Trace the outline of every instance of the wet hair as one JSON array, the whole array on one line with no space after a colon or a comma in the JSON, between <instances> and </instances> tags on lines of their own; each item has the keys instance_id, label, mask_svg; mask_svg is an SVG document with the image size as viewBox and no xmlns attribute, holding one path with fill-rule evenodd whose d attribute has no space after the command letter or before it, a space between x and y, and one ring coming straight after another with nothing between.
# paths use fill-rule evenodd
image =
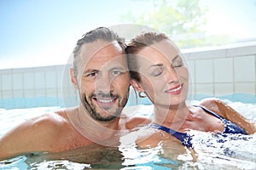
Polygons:
<instances>
[{"instance_id":1,"label":"wet hair","mask_svg":"<svg viewBox=\"0 0 256 170\"><path fill-rule=\"evenodd\" d=\"M107 27L98 27L83 35L82 38L77 42L77 44L73 51L73 70L75 75L78 74L77 63L79 59L80 48L82 45L85 43L90 43L98 40L102 40L107 42L112 42L116 41L122 49L125 49L125 38L119 37L117 33L113 32Z\"/></svg>"},{"instance_id":2,"label":"wet hair","mask_svg":"<svg viewBox=\"0 0 256 170\"><path fill-rule=\"evenodd\" d=\"M136 54L138 54L143 48L162 40L170 39L164 33L145 32L131 40L131 42L125 48L125 53L127 54L128 67L131 79L141 82L140 74L138 71L138 71L138 65L137 62L137 57Z\"/></svg>"}]
</instances>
------------------------
**What the task requires:**
Turn all of the data above into a numbered list with one line per item and no blank lines, leaving out the pictures.

**Output below:**
1. Trace the outline of every instance of the wet hair as one JSON array, the whole array on one line with no space after a colon or a comma in the JSON, between <instances> and </instances> tags on lines of their own; each item has the keys instance_id, label, mask_svg; mask_svg is an SVG document with the image size as viewBox and no xmlns attribute, holding one path with fill-rule evenodd whose d attribute has no space after the command letter or before it, a space between x and y, and one ring coming straight after another with nothing between.
2. # paths use fill-rule evenodd
3. image =
4. Polygons:
5. <instances>
6. [{"instance_id":1,"label":"wet hair","mask_svg":"<svg viewBox=\"0 0 256 170\"><path fill-rule=\"evenodd\" d=\"M107 27L98 27L83 35L82 38L77 42L77 44L73 51L73 70L75 75L78 74L77 63L79 59L80 48L82 45L85 43L90 43L98 40L102 40L107 42L112 42L116 41L122 49L125 49L125 38L119 37L117 33L113 32Z\"/></svg>"},{"instance_id":2,"label":"wet hair","mask_svg":"<svg viewBox=\"0 0 256 170\"><path fill-rule=\"evenodd\" d=\"M136 54L138 54L143 48L162 40L170 39L164 33L145 32L131 40L131 42L125 48L125 53L127 54L128 67L131 79L141 82L140 74L138 71L138 71L138 65L137 62L137 57Z\"/></svg>"}]
7. </instances>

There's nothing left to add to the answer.